Region pointing data
################
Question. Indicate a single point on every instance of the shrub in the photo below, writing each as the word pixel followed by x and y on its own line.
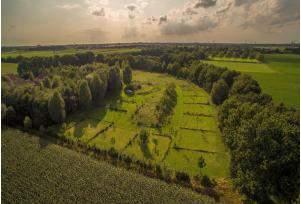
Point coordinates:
pixel 3 111
pixel 27 123
pixel 11 115
pixel 219 92
pixel 85 96
pixel 56 108
pixel 127 73
pixel 206 182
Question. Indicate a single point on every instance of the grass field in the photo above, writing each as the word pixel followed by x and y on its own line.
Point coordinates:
pixel 67 51
pixel 191 133
pixel 36 171
pixel 236 59
pixel 7 68
pixel 279 76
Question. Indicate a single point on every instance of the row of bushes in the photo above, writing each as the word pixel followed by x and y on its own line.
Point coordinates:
pixel 263 137
pixel 64 90
pixel 199 183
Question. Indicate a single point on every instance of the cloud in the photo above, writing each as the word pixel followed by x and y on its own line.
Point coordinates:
pixel 186 28
pixel 162 19
pixel 131 7
pixel 270 14
pixel 205 3
pixel 190 12
pixel 69 6
pixel 100 12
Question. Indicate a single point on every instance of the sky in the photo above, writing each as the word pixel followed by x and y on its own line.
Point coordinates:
pixel 33 22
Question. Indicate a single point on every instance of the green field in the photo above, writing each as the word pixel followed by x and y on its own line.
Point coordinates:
pixel 9 68
pixel 49 53
pixel 177 146
pixel 34 170
pixel 236 59
pixel 279 76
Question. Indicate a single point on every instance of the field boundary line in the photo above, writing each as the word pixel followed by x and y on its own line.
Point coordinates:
pixel 100 132
pixel 194 150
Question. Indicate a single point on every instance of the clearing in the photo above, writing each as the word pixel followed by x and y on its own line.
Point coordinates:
pixel 278 76
pixel 34 170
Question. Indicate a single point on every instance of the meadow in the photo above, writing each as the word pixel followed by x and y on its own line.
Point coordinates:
pixel 9 68
pixel 278 76
pixel 48 53
pixel 34 170
pixel 191 133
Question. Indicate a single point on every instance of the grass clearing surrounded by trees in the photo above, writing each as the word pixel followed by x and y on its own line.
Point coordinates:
pixel 9 68
pixel 48 53
pixel 117 124
pixel 278 76
pixel 34 170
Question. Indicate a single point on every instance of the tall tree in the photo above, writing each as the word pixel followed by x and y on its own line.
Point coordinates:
pixel 127 73
pixel 56 108
pixel 85 96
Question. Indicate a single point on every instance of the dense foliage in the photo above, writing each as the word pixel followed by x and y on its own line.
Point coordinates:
pixel 263 137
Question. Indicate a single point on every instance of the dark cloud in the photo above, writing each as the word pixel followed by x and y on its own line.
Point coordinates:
pixel 244 2
pixel 190 12
pixel 162 19
pixel 131 7
pixel 100 12
pixel 278 13
pixel 185 28
pixel 205 3
pixel 131 16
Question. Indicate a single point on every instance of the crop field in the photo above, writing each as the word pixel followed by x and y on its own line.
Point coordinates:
pixel 34 170
pixel 9 68
pixel 278 76
pixel 191 133
pixel 49 53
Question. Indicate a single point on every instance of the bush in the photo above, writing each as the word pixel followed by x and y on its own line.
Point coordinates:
pixel 11 115
pixel 127 73
pixel 219 92
pixel 85 96
pixel 206 182
pixel 27 123
pixel 56 108
pixel 3 111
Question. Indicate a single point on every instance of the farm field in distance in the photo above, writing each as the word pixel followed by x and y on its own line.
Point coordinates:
pixel 191 133
pixel 48 53
pixel 278 76
pixel 7 68
pixel 35 170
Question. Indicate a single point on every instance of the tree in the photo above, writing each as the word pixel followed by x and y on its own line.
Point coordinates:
pixel 3 111
pixel 27 123
pixel 56 108
pixel 219 92
pixel 114 81
pixel 47 83
pixel 98 88
pixel 127 74
pixel 11 115
pixel 85 96
pixel 201 162
pixel 260 57
pixel 244 84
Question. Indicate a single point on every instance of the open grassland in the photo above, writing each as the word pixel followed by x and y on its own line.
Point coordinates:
pixel 34 170
pixel 9 68
pixel 49 53
pixel 191 133
pixel 278 76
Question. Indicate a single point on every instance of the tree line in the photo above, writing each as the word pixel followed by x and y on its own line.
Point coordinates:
pixel 263 137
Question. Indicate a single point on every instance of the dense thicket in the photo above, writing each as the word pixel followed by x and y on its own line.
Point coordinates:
pixel 263 137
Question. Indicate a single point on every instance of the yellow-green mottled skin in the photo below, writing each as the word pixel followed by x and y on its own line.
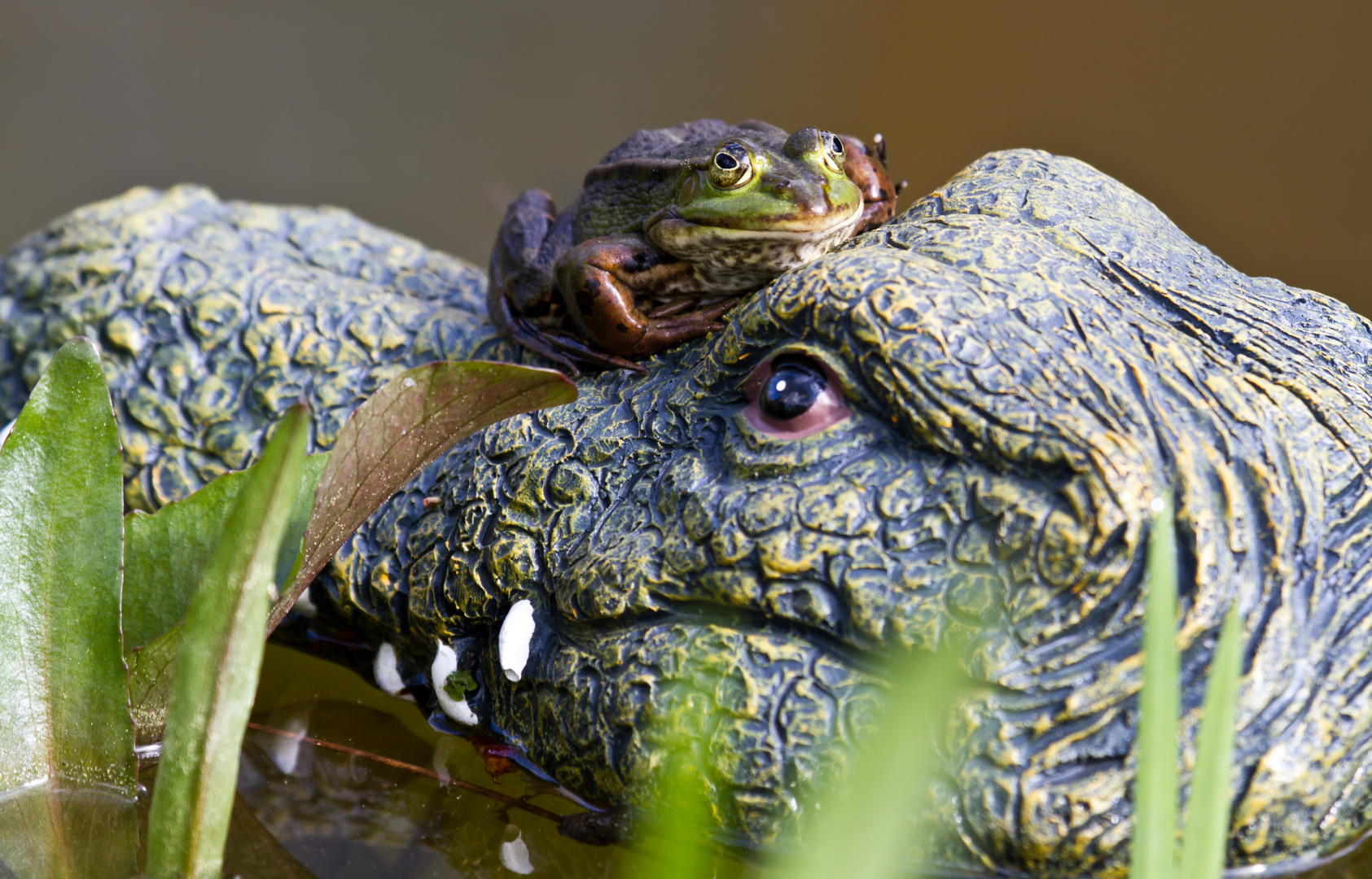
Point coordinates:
pixel 1033 354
################
### WHAT YOU HAVE TO DO
Please give back, exactly as it stands above, the stretch from the line with "Question. Indicate a single point on every instance of the open" through the line with "the dense thicket", and no line outside it.

### RESULT FOR THIS TASK
Question. Indicate a single point on every instance of the open grassland in the photo above, writing each as the word pixel followed by x and y on its own line.
Point coordinates:
pixel 34 170
pixel 9 68
pixel 49 53
pixel 191 133
pixel 278 76
Question. Indicate a single point on every instance of the tree line in the photo above, writing each as the word pixel followed by x and y on its own line.
Point coordinates:
pixel 263 137
Question. Indicate a single point on every instance of the dense thicket in the photo above, writing each as the word pixel followed by x and y on its own line.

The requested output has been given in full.